练习目标:
下方列表中哪些行含有单词“wooden”？请把这些行逐一收集出来。

(源数据)
:::
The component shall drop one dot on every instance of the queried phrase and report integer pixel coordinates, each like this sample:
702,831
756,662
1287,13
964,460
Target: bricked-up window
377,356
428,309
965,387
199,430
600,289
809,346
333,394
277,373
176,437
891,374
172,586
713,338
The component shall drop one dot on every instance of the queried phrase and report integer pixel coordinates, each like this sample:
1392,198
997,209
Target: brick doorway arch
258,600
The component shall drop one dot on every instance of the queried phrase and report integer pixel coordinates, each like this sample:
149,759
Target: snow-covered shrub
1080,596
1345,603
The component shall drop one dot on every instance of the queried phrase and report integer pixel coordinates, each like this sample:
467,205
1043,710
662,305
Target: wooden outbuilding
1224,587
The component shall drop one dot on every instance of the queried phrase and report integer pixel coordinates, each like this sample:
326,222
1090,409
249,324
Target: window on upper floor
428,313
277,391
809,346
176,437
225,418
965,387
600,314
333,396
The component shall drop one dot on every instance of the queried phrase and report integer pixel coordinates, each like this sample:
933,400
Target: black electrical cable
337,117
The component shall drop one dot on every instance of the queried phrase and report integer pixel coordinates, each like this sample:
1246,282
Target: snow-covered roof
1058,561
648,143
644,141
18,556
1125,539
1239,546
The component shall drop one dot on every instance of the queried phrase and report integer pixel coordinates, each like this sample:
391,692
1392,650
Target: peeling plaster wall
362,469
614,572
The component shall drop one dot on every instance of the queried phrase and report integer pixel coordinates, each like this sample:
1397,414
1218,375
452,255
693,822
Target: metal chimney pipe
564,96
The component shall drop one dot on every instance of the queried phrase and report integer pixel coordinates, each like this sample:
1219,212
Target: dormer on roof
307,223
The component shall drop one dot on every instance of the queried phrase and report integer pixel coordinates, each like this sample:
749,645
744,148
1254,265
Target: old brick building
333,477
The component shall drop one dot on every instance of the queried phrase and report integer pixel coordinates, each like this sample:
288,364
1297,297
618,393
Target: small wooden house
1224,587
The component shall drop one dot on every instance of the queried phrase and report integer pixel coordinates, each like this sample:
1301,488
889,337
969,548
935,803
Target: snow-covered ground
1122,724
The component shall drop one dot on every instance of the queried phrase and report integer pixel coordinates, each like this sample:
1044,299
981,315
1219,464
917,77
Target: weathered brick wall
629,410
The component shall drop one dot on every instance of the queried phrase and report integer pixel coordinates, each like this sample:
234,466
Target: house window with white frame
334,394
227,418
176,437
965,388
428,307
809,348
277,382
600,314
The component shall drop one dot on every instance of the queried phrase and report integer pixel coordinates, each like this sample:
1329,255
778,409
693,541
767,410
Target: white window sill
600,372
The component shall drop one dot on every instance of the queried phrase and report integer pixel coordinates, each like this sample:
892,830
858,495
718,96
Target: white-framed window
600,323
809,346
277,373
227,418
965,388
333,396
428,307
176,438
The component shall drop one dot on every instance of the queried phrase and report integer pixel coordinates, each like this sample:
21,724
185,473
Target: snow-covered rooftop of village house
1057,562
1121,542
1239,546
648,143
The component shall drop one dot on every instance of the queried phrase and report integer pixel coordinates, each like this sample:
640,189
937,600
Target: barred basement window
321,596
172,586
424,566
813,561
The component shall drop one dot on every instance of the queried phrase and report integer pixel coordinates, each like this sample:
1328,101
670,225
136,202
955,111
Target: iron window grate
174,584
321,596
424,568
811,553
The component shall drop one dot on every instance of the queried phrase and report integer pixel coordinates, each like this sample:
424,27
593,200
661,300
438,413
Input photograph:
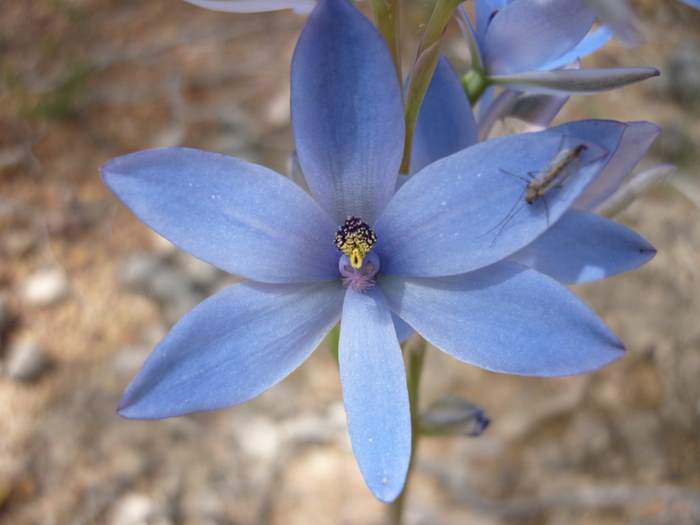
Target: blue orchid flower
356,250
582,246
527,44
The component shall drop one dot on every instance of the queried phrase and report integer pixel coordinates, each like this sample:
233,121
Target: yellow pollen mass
355,239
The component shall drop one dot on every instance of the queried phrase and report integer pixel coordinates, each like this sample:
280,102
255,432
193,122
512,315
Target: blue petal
375,393
636,141
527,34
446,123
575,81
252,6
347,114
589,45
505,318
232,347
485,11
583,247
468,210
243,218
403,329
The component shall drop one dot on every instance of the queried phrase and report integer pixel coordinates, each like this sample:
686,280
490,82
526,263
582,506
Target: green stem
388,18
416,358
423,69
333,339
474,83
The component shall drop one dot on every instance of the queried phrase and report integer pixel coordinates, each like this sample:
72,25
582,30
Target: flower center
355,239
359,279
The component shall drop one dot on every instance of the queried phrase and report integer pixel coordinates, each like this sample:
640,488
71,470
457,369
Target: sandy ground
85,80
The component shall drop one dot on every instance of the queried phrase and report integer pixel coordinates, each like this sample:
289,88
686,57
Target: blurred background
86,291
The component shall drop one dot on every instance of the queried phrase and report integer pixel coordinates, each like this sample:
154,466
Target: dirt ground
84,80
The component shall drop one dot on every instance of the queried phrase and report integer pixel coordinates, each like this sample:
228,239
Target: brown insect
540,183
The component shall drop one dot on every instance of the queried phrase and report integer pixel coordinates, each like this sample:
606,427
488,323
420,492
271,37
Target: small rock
158,279
162,245
26,361
260,438
18,243
12,156
683,75
202,274
139,269
5,317
133,509
130,359
46,287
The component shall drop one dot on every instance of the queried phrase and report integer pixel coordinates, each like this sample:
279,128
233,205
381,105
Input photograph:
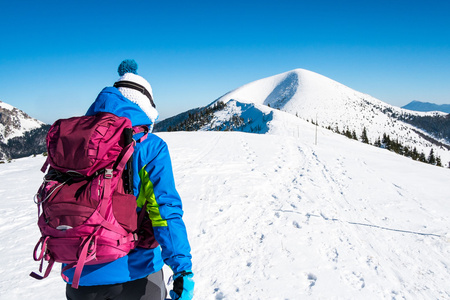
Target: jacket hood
112,101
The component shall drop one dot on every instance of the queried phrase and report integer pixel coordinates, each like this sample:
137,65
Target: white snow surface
275,216
311,96
22,121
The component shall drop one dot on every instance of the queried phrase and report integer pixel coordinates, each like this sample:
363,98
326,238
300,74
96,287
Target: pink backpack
87,211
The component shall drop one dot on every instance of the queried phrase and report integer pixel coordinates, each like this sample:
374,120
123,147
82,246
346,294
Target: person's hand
183,286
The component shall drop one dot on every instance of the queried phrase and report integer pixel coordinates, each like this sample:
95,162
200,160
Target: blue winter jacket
153,180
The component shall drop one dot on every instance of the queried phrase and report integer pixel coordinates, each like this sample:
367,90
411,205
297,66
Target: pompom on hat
136,88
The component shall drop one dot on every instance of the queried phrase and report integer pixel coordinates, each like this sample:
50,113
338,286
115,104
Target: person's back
139,274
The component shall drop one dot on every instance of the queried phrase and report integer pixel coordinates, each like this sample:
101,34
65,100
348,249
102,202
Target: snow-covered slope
14,122
277,217
311,96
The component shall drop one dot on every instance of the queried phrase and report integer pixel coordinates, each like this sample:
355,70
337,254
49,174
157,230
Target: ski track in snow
276,217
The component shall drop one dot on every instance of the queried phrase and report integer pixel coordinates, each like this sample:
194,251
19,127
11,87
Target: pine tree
364,137
431,157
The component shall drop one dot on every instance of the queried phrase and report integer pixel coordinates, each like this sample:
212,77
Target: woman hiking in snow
138,275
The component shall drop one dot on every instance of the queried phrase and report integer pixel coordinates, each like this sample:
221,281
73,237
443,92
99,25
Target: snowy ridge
311,96
14,122
277,217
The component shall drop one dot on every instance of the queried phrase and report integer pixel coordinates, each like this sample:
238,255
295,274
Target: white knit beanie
128,73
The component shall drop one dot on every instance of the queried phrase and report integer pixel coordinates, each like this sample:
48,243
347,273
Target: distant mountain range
275,105
427,106
261,106
20,134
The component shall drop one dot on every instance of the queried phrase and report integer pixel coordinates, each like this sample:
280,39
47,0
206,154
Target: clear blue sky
56,56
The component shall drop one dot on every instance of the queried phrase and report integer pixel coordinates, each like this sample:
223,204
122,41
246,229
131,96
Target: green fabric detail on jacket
146,193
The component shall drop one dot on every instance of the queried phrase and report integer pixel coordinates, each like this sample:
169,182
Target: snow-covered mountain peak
314,97
14,122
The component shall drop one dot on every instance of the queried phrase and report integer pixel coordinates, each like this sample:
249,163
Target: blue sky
56,56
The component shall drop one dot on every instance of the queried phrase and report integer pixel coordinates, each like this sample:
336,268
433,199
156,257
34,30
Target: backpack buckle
108,173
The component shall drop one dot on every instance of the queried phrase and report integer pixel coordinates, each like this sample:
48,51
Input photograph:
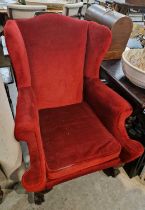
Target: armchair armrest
27,129
113,111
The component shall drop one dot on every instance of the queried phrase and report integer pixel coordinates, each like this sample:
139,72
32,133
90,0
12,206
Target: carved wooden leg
111,172
37,197
1,195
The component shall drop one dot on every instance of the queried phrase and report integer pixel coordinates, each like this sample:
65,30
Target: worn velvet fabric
72,122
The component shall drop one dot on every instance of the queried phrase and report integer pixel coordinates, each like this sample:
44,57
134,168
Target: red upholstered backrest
52,49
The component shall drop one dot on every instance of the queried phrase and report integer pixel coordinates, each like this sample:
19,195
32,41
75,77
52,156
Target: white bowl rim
134,67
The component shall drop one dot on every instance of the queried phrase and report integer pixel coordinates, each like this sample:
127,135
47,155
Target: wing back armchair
72,122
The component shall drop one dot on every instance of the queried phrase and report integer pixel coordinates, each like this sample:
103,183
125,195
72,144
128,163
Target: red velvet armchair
72,122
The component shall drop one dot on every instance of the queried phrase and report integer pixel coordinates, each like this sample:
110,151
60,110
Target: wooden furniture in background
120,25
112,72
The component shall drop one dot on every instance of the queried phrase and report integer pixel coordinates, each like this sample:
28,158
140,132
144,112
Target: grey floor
91,192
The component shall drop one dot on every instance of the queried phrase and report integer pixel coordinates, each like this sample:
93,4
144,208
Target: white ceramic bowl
134,74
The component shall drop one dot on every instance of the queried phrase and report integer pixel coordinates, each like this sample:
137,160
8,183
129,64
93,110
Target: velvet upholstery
72,134
72,122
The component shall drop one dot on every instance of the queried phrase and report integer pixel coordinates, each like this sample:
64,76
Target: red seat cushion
74,136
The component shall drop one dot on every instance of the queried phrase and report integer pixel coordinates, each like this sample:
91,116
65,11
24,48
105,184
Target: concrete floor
92,192
95,191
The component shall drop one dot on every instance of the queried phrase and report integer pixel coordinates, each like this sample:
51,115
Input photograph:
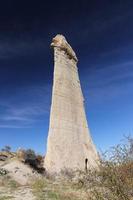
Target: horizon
100,34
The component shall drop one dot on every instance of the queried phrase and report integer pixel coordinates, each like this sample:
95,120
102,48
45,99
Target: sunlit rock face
69,144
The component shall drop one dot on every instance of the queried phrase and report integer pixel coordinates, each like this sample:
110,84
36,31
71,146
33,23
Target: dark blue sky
101,33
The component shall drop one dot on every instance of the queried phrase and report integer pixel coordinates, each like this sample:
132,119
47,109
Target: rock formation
69,144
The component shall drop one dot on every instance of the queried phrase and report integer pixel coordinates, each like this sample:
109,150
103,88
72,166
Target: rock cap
60,42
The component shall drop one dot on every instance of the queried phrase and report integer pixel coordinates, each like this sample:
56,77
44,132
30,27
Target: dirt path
22,193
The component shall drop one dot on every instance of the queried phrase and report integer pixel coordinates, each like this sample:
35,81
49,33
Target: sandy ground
20,172
23,193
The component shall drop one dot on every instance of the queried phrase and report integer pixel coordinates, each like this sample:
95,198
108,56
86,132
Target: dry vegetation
113,180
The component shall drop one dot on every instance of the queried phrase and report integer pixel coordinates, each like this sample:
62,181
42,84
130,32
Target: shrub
114,179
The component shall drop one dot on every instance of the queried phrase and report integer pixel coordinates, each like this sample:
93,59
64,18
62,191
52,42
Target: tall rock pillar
69,144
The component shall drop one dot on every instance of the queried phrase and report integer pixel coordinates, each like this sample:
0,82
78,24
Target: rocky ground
18,181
:::
参考答案:
Target: wooden outbuilding
Target: small wooden house
Target: carved wooden leg
Target: wooden furniture in background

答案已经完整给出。